Reading passage:
▶
Sherut Leumi. Two years of my life that I gave all that I could to serve the country that has become my home.

If I would have known what my future would look like 5 years ago, I would have laughed. When I moved to Israel, I completely changed the course of my life, and boy has it been a roller coaster ride. The highs have given me the strength and ability to smile through the hardships of everyday life. The happy, exciting and special moments root within me a deep feeling of trust that I am living my dream and that this is where I am meant to be. The downs test my mind and make me doubt my decision to make this my current reality.

Living in Israel, away from family and the comfort of home brings great challenges every day, but the thing is, even on my hardest days, I know that I wouldn’t trade being here for anything. As a volunteer medic for MDA, Magen David Adom - Israel’s national emergency and ambulance service, I have seen how the hardships during my service has made my experience that much more special and rewarding. I mean let’s be real, if waking up at 5:30 in the morning to run around in the heat all day was enjoyable, then everyone would be doing it.

Most people have heard of Lone Soldiers. They understand the amazing sacrifice that these soldiers go through in order to serve their country. They leave their lives and family behind to come make a difference in our homeland. The term less understood is Lone Bat Sherut. Just like Lone Soldiers, we have left all that we know in order to come serve our country. It may not be with a gun on the battlefield, but we too are giving all that we have to serve Israel and keep civilians safe.

Being a Lone Bat Sherut means that when the apartment empties out for the weekend and everyone returns home to their families to sleep in their bed and get a home-cooked meal from their mother. We need to empty the apartment and search for a place to spend Shabbat, week after week. Don’t get me wrong, I love experiencing Shabbat all over the country. Countless people have opened their hearts and their homes to me and I am eternally grateful to them, but as welcoming as people are, it’s still not my bed or the comfort of my own family.

Just when it starts feeling too difficult to deal with, and I question my decision to be here, I see messages of appreciation and care which makes it all worth it.

I chose to do my service with MDA. When choosing my line of service, it was very important for me to feel as if I was truly giving my all and making a difference and I don’t think that a day has gone by where I have not felt just that. After intensive training, I became a certified medic. My daily requirements for the past two years have been 8+ hour shifts on the ambulance, running the international volunteering program in Jerusalem, restocking equipment, teaching courses when needed, and helping out in the first responder office. There was always something to do or somewhere to be, and I was always ready. I came here to give my all to this country and that is what I did every day.

Being a medic is not only physically exhausting but emotionally draining as well. No-one can prepare you for what it feels like to do CPR on a lifeless baby. No-one can explain what it will feel like to treat victims at the scene of an overturned bus with lifeless bodies inside. These experiences have changed me as a person and have given me a different outlook on life. I have grown to appreciate the little things and I am constantly reminding myself that nothing can be taken for granted.
◀
Task objective: Continue the personal account of Sherut Leumi service as an MDA medic, starting right after its last sentence.

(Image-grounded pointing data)
▶
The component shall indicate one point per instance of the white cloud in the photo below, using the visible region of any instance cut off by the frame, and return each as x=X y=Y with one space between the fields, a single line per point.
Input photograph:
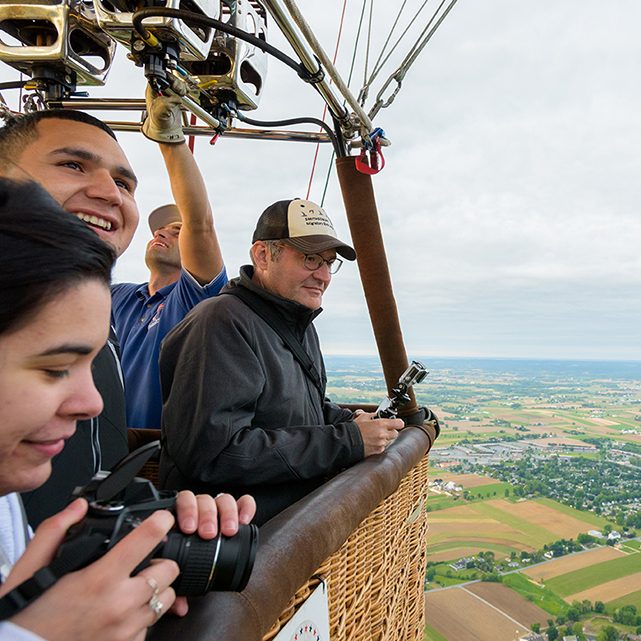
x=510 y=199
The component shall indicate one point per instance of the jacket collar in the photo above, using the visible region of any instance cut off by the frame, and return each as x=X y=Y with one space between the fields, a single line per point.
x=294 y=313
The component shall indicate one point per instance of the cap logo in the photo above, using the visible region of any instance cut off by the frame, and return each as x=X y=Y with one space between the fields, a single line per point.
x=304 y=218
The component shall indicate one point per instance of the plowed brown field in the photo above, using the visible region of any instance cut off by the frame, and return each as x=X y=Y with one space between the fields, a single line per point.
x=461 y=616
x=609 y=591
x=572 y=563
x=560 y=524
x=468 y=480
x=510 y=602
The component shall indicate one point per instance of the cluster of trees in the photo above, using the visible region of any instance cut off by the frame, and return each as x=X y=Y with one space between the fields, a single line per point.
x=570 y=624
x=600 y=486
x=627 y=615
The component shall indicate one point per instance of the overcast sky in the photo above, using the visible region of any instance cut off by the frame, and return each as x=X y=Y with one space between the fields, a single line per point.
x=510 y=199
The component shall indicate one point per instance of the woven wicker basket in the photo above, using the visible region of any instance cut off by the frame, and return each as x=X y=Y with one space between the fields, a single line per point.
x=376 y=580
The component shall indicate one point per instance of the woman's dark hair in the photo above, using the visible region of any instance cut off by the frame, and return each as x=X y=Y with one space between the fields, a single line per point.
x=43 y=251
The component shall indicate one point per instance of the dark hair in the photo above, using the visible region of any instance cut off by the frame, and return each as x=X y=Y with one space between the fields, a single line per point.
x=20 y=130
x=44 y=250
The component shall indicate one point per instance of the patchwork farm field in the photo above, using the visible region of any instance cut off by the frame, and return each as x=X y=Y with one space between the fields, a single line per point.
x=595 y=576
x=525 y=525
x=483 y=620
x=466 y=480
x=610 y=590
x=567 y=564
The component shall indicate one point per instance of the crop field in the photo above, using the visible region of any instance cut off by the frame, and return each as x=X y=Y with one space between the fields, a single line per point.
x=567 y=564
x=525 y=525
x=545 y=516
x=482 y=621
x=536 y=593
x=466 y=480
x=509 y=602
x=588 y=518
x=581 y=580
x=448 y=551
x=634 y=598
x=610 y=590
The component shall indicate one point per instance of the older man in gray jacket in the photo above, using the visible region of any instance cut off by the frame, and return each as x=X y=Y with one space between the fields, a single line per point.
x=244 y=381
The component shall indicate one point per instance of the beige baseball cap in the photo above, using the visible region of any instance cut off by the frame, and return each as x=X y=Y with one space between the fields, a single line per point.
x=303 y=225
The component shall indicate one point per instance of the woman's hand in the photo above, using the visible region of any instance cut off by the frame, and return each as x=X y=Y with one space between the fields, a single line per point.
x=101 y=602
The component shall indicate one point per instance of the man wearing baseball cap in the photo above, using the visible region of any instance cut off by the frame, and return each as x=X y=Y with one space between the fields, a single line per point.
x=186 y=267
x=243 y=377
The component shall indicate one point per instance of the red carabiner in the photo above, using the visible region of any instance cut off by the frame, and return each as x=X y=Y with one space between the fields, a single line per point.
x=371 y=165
◀
▶
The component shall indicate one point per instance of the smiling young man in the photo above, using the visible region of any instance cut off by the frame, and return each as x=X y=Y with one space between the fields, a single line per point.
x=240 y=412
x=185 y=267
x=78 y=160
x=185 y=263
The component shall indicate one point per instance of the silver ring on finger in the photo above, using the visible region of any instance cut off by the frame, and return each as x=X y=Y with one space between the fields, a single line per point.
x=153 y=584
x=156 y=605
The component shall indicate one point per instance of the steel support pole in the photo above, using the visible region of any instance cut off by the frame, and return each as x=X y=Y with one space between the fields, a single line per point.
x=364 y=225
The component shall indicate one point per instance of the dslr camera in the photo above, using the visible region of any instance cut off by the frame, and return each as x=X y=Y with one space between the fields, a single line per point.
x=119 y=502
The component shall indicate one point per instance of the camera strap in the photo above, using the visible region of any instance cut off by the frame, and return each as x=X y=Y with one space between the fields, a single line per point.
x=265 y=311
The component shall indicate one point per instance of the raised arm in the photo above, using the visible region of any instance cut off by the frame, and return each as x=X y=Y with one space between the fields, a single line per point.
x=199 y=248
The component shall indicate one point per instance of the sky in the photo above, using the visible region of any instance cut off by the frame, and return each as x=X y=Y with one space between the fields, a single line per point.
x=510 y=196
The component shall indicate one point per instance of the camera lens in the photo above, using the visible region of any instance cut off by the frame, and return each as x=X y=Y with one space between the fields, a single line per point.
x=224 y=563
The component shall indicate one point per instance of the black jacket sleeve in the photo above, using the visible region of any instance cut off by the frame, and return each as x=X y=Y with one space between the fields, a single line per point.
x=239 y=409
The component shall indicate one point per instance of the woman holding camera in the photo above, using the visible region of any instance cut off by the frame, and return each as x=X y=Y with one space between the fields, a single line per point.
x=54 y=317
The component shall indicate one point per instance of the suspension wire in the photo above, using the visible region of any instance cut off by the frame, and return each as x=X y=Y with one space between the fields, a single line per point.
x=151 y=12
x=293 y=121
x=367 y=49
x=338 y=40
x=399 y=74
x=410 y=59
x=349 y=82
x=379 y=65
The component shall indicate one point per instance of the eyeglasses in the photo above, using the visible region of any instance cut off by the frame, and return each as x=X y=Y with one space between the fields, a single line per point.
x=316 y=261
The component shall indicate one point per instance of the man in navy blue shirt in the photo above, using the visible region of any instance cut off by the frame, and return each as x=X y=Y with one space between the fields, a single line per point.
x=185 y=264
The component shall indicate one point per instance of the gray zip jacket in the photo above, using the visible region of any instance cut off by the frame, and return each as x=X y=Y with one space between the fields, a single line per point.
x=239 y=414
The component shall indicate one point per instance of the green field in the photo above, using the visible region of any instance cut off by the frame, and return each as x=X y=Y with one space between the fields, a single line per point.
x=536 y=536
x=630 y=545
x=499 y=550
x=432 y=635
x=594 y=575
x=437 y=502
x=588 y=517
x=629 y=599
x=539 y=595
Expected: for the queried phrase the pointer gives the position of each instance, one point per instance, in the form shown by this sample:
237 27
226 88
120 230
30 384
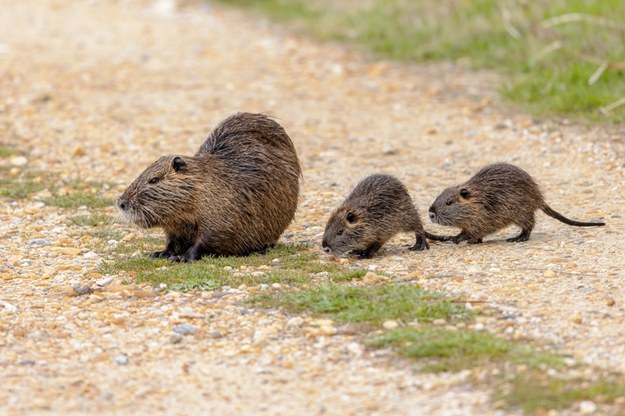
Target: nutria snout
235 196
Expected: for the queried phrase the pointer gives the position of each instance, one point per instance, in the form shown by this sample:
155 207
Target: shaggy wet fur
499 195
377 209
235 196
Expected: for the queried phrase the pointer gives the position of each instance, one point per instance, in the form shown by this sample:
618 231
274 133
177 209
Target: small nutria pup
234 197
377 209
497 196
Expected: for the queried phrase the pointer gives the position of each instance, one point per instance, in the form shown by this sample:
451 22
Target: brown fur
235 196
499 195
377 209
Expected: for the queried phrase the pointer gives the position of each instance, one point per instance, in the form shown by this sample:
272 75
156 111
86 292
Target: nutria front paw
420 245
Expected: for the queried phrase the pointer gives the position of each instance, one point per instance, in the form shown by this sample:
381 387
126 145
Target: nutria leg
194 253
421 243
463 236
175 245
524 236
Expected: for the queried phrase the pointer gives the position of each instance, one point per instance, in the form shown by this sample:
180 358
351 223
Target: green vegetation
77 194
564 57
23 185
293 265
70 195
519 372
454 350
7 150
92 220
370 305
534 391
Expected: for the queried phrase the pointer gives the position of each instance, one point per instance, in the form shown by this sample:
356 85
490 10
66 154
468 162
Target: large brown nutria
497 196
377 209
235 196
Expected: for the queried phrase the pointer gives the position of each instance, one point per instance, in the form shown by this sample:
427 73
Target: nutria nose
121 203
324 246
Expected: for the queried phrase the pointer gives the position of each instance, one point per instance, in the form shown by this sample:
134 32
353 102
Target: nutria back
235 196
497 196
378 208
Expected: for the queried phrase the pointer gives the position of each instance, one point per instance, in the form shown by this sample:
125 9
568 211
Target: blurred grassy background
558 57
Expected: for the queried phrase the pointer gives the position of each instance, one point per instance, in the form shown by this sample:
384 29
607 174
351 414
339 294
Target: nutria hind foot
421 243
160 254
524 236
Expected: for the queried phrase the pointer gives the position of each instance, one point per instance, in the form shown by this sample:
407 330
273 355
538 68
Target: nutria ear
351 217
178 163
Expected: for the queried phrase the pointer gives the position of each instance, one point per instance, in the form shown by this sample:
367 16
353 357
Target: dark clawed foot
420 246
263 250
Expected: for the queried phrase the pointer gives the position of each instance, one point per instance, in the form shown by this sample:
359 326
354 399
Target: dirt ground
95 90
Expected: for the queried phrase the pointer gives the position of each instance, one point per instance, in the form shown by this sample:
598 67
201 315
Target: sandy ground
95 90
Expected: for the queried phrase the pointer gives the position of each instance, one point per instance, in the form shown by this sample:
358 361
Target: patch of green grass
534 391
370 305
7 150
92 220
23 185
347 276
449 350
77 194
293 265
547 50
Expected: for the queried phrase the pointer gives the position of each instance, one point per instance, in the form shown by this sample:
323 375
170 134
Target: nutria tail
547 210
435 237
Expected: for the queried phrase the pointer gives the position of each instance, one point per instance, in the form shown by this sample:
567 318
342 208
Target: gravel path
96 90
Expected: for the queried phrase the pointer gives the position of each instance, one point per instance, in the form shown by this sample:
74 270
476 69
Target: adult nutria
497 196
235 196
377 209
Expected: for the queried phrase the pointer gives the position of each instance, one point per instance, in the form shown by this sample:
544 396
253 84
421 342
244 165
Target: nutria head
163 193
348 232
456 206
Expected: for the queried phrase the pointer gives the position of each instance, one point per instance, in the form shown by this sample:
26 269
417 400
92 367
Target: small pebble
◀
Response to the exercise:
As a medic, I was also lucky to experience joyous and happy moments throughout my service.

Hearing the sound of a baby’s first cry in the world, or watching a man take in a breath from his previously lifeless body because of the help that we were able to give him, are moments that keep me going and helps me realize that what I am doing is important and this is where I am meant to be. To have had the opportunity to take part in such an amazing organization is truly humbling.

I made the choice to make Aliyah. I made the choice to do Sherut Leumi. I made the choice to come and make a difference in people’s lives. I thought I was choosing my future, but in reality, I had no say in how these experiences would change me. The One ruling all of my choices is a force more powerful than myself. I have spent the past two years trying to understand this concept and whenever I am forgetting it, I am met with a case where I see someone who’s life has changed in the blink of an eye and I am reminded. We plan and plan, but at the end of the day, we land up miles from where our blueprint had us. Even though this is not how I envisioned my journey, all of the disappointments that I thought were going to ruin my plans for the future, landed me in the best of Sherut jobs with the most amazing staff around me and meeting such supportive people that have become friends and family in Israel.

It is hard to think that I am moving on from this point in my life and beginning something new. My service has been everything I knew and thought of for two years, and now my identity is changing. Happiness, sadness, fear, excitement; there is so much I am feeling as I move on to the next chapter of my journey. As overwhelming as it is, I am ready to see what’s in store for me and can’t wait to continue experiencing and writing my story here in Israel.

The saying goes “If you choose a job you love, you will never work a day in your life.”

The past two years have been incredibly challenging, rewarding, exciting and I have experienced disappointments, miracles, healing and joy and I would not change my experiences for anything.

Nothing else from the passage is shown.